■ **Short task 1**: Rewrite as a numbered list the part of the records that opens with the line containing "# point at: cabinet drawer" and runs through the end of the records. Leave out blank lines.

■ **Excerpt to read**:
--- --- ---

For a long time, we've been able to pride ourselves on the fact that we're smarter than our primitive ancestors. Sure, they made fire and the wheel and invented language, or whatever, but we brought technology.
Turns out a lot of our most technologically sophisticated inventions were already invented, which does nothing but remind us how useless we are.
Believed to have been invented in...
In 2001, if you are a die hard Mac fan. Or 1997, if you are aware cheaper MP3 players existed before Steve Jobs figured out people would pay twice as much to hear their pirated songs on the bus if the MP3 player looked like the bastard son of Eve from Wall-E and a pocket calculator. Actually Invented in...
In 1979, Kane Kramer and his friend, James Campbell, came up with the idea of a portable music player the size of a cigarette box. The music player baptized as the IXI System stored music digitally in a chip and had a display screen and buttons to navigate it.
They even built five prototypes they showed potential investors. Wow! That sounds amazing! So they sold it, became gazillionaires and everybody listened to ABBA songs they downloaded with their Ataris, right? Well, no, obviously not.

--- --- ---

■ **Excerpted data**:
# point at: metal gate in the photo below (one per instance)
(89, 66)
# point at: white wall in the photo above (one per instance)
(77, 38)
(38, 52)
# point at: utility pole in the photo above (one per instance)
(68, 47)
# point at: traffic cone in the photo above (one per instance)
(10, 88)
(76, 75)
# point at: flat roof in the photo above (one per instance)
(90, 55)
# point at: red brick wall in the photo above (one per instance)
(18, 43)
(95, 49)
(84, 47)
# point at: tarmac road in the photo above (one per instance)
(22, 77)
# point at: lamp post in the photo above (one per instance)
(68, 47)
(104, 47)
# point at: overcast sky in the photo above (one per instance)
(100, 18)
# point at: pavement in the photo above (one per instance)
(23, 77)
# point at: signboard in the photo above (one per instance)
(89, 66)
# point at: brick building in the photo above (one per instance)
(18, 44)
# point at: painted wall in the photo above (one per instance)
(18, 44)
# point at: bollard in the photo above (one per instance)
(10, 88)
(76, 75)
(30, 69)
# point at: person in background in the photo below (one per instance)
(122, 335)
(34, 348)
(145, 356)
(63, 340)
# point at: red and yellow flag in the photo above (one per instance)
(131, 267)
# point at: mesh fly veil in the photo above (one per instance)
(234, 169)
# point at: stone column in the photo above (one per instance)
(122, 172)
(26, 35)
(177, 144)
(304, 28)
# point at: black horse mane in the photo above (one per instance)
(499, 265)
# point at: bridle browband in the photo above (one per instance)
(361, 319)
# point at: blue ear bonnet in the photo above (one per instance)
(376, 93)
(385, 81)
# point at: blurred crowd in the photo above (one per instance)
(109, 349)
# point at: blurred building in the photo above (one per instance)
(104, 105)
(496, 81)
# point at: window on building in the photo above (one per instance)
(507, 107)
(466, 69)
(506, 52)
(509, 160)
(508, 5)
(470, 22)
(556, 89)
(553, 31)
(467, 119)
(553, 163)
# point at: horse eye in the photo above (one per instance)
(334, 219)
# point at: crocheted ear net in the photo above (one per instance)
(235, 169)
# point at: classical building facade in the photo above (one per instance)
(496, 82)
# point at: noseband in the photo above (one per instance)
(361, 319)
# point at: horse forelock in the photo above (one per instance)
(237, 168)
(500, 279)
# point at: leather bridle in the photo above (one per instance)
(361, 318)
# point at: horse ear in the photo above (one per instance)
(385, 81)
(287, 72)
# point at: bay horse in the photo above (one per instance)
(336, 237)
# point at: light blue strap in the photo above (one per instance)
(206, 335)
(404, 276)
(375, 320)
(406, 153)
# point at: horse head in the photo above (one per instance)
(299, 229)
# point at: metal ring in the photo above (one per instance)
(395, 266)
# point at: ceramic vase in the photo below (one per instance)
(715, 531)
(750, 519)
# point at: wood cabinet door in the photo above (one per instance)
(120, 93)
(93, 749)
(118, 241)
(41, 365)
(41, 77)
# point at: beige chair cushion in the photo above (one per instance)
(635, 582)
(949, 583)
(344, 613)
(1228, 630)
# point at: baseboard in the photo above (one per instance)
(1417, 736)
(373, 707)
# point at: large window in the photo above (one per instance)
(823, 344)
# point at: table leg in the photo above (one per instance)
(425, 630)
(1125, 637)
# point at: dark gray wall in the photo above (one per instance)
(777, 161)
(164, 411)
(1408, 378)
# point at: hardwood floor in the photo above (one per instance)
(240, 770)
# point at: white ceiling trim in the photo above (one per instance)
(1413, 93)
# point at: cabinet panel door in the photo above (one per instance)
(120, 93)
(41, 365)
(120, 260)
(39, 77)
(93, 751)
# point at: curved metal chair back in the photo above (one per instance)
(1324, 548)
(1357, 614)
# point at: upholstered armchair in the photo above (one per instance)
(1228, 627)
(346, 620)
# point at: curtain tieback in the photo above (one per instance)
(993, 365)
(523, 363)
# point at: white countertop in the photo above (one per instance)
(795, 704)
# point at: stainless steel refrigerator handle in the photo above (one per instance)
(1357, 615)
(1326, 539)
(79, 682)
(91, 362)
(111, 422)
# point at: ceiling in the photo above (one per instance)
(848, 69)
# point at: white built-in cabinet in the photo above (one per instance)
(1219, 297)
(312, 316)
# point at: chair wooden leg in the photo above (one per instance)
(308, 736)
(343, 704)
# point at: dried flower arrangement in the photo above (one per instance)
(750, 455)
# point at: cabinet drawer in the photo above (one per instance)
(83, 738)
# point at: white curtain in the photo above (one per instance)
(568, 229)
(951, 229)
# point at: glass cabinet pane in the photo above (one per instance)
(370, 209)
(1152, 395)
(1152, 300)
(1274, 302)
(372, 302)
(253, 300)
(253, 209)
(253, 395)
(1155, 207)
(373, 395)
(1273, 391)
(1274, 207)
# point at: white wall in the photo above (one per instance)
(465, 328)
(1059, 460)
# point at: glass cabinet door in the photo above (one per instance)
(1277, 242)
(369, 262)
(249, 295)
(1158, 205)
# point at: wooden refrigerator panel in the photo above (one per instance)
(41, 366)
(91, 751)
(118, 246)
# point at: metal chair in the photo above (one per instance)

--- --- ---

■ **Short task 2**: From the passage on portable music players, print the part that opens with the words "Believed to have" and closes with "no, obviously not.", copied word for word.

■ **Full output 1**:
1. # point at: cabinet drawer in the photo above (one per instance)
2. (83, 738)
3. # point at: white curtain in the photo above (one per instance)
4. (568, 229)
5. (951, 229)
6. # point at: glass cabinet pane in the photo above (one per instance)
7. (370, 209)
8. (1152, 395)
9. (1152, 300)
10. (1274, 302)
11. (372, 302)
12. (253, 300)
13. (253, 209)
14. (253, 395)
15. (1155, 207)
16. (373, 395)
17. (1273, 391)
18. (1274, 207)
19. # point at: white wall in the photo above (one per instance)
20. (465, 328)
21. (1059, 460)
22. # point at: glass cabinet door in the photo above (one per instance)
23. (1277, 242)
24. (369, 262)
25. (249, 295)
26. (1158, 205)
27. # point at: wooden refrigerator panel in the photo above (one per instance)
28. (41, 366)
29. (91, 751)
30. (118, 246)
31. # point at: metal chair in the photo above (one per instance)

■ **Full output 2**:
Believed to have been invented in...
In 2001, if you are a die hard Mac fan. Or 1997, if you are aware cheaper MP3 players existed before Steve Jobs figured out people would pay twice as much to hear their pirated songs on the bus if the MP3 player looked like the bastard son of Eve from Wall-E and a pocket calculator. Actually Invented in...
In 1979, Kane Kramer and his friend, James Campbell, came up with the idea of a portable music player the size of a cigarette box. The music player baptized as the IXI System stored music digitally in a chip and had a display screen and buttons to navigate it.
They even built five prototypes they showed potential investors. Wow! That sounds amazing! So they sold it, became gazillionaires and everybody listened to ABBA songs they downloaded with their Ataris, right? Well, no, obviously not.